═════ Material provided

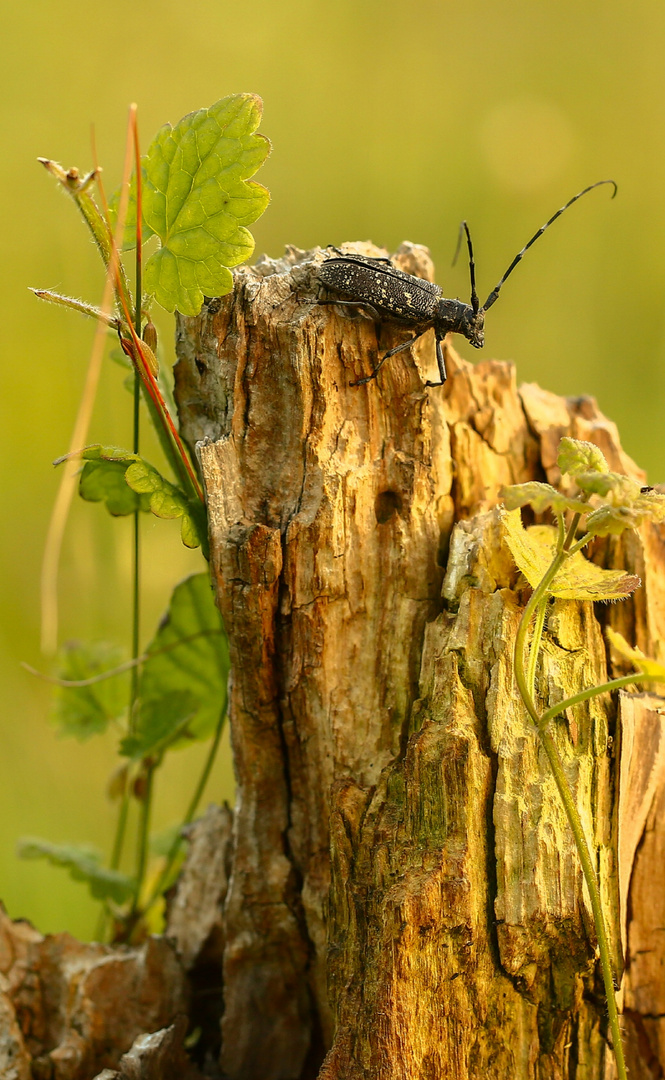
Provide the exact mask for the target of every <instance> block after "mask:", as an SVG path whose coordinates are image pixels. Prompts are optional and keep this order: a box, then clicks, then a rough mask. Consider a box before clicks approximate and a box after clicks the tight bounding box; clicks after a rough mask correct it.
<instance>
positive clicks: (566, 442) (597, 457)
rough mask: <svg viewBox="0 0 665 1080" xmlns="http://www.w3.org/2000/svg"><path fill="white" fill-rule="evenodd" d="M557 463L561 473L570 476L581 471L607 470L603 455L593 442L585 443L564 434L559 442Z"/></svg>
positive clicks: (585, 471)
mask: <svg viewBox="0 0 665 1080" xmlns="http://www.w3.org/2000/svg"><path fill="white" fill-rule="evenodd" d="M557 464H558V467H559V469H560V470H561V472H562V473H570V474H571V475H572V476H575V477H576V475H578V473H581V472H600V473H602V472H608V469H609V467H608V463H607V461H606V460H605V455H603V454H602V451H601V450H599V449H598V447H597V446H596V445H595V444H594V443H585V442H584V441H583V440H581V438H570V437H569V436H568V435H564V438H562V440H561V442H560V443H559V453H558V456H557Z"/></svg>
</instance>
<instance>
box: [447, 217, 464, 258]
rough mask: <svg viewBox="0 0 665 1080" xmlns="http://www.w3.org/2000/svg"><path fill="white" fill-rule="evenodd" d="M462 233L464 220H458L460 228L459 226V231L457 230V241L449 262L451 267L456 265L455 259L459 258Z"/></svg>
mask: <svg viewBox="0 0 665 1080" xmlns="http://www.w3.org/2000/svg"><path fill="white" fill-rule="evenodd" d="M463 235H464V222H463V221H460V228H459V232H458V242H457V244H456V245H454V255H453V256H452V262H451V264H450V266H451V267H453V266H454V265H456V262H457V260H458V258H459V255H460V247H461V246H462V237H463Z"/></svg>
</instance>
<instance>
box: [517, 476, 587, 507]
mask: <svg viewBox="0 0 665 1080" xmlns="http://www.w3.org/2000/svg"><path fill="white" fill-rule="evenodd" d="M499 496H500V498H501V499H503V502H504V504H505V508H506V510H516V509H517V508H518V507H526V505H530V507H532V508H533V510H534V511H535V513H537V514H542V513H544V511H545V510H552V511H553V513H555V514H564V513H566V511H567V510H572V511H574V512H575V513H581V514H585V513H587V512H588V504H587V503H586V502H582V501H581V500H579V499H569V498H567V497H566V496H565V495H561V492H560V491H557V489H556V488H555V487H552V485H551V484H541V483H540V482H539V481H534V480H533V481H529V482H528V483H527V484H512V485H511V486H510V487H504V488H502V489H501V491H500V492H499Z"/></svg>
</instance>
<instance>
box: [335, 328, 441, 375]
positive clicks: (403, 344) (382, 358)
mask: <svg viewBox="0 0 665 1080" xmlns="http://www.w3.org/2000/svg"><path fill="white" fill-rule="evenodd" d="M426 329H429V327H425V329H424V330H421V332H420V334H417V335H416V337H412V338H409V340H408V341H403V342H402V345H397V346H395V348H394V349H391V350H390V352H386V353H385V355H384V356H381V360H380V361H379V363H378V364H377V366H376V367H375V369H374V372H372V373H371V375H367V376H365V378H364V379H356V380H355V382H350V383H349V386H350V387H364V386H365V383H366V382H371V380H372V379H376V377H377V375H378V374H379V372H380V370H381V368H382V367H383V364H384V363H385V361H386V360H390V357H391V356H394V355H395V353H397V352H403V351H404V349H408V348H409V346H411V345H413V342H415V341H418V338H419V337H422V335H423V334H424V333H425V330H426ZM445 370H446V369H445V368H444V372H445ZM436 386H438V383H436Z"/></svg>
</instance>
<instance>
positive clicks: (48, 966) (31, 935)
mask: <svg viewBox="0 0 665 1080" xmlns="http://www.w3.org/2000/svg"><path fill="white" fill-rule="evenodd" d="M188 1007H189V1002H188V988H187V981H186V977H185V973H184V971H182V967H181V964H180V962H179V960H178V957H177V954H176V951H175V948H174V946H173V945H172V944H171V943H169V942H168V941H167V940H166V939H164V937H150V939H149V940H148V941H147V942H145V944H144V945H141V946H140V947H139V948H117V949H113V948H109V947H107V946H105V945H95V944H92V945H84V944H81V943H80V942H78V941H76V940H74V939H73V937H71V935H70V934H66V933H63V934H48V935H46V936H43V935H42V934H40V933H38V932H37V931H36V930H33V929H32V927H30V926H29V923H27V922H12V921H11V919H9V918H8V917H6V915H5V914H4V912H3V910H2V909H0V1024H1V1028H0V1076H1V1077H2V1080H30V1078H32V1080H91V1078H92V1077H94V1076H96V1075H97V1072H99V1070H101V1069H104V1068H106V1067H110V1068H112V1067H114V1066H116V1065H117V1064H118V1061H119V1058H120V1056H121V1055H122V1053H123V1052H124V1051H126V1050H128V1049H130V1047H131V1045H132V1042H133V1041H134V1039H135V1038H136V1037H137V1036H139V1035H141V1034H142V1032H146V1031H155V1030H157V1029H159V1028H162V1027H164V1026H165V1025H168V1024H171V1023H172V1022H173V1021H174V1018H175V1017H177V1016H178V1015H180V1014H185V1015H187V1013H188Z"/></svg>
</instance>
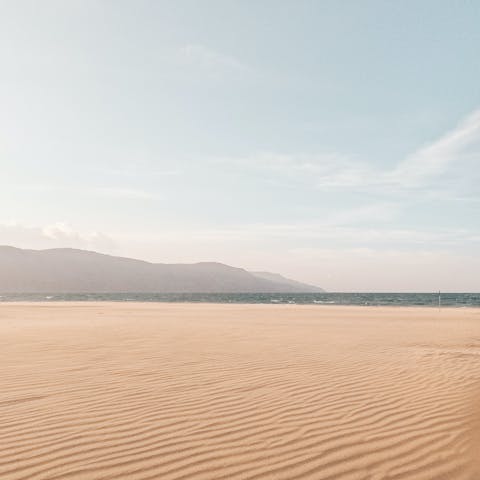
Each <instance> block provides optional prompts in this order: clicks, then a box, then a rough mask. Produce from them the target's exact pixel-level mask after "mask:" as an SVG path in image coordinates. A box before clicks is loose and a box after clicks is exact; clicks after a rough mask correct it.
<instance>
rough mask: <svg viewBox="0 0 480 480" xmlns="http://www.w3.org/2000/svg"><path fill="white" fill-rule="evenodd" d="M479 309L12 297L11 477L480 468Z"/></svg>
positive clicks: (468, 469)
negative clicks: (22, 299)
mask: <svg viewBox="0 0 480 480" xmlns="http://www.w3.org/2000/svg"><path fill="white" fill-rule="evenodd" d="M479 381H480V309H477V310H474V309H444V310H442V311H438V310H437V309H421V308H368V307H360V308H356V307H324V306H293V305H288V306H287V305H285V306H281V305H209V304H201V305H192V304H190V305H184V304H133V303H128V304H108V303H103V304H102V303H97V304H93V303H89V304H85V303H84V304H29V305H27V304H0V478H1V479H2V480H20V479H23V480H32V479H45V480H58V479H62V480H63V479H65V480H66V479H68V480H77V479H83V480H90V479H98V480H100V479H102V480H105V479H129V480H130V479H132V480H136V479H143V480H147V479H149V480H153V479H161V480H169V479H177V480H180V479H183V480H187V479H208V480H211V479H228V480H230V479H232V480H235V479H251V480H253V479H257V480H260V479H275V480H277V479H278V480H280V479H284V480H292V479H315V480H318V479H320V480H326V479H331V480H334V479H335V480H336V479H341V480H347V479H351V480H362V479H371V480H380V479H399V480H400V479H402V480H404V479H412V480H422V479H435V480H437V479H448V480H456V479H464V478H465V479H466V478H472V479H478V478H480V475H479V476H476V475H475V473H471V472H470V471H469V468H470V467H469V466H468V462H469V458H470V457H472V456H473V455H472V452H471V447H472V445H471V442H470V439H471V438H474V437H475V435H476V432H475V431H472V430H474V429H472V426H473V425H475V423H474V420H475V413H476V412H475V403H474V393H475V389H476V388H477V382H479Z"/></svg>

══════════

Directive =>
Pull out each line from the items above that contains the string "positive" and copy those lines in full.

Task solution =>
positive clicks: (566, 442) (597, 457)
positive clicks: (585, 471)
positive clicks: (403, 344) (382, 358)
positive clicks: (48, 966) (31, 935)
positive clicks: (468, 469)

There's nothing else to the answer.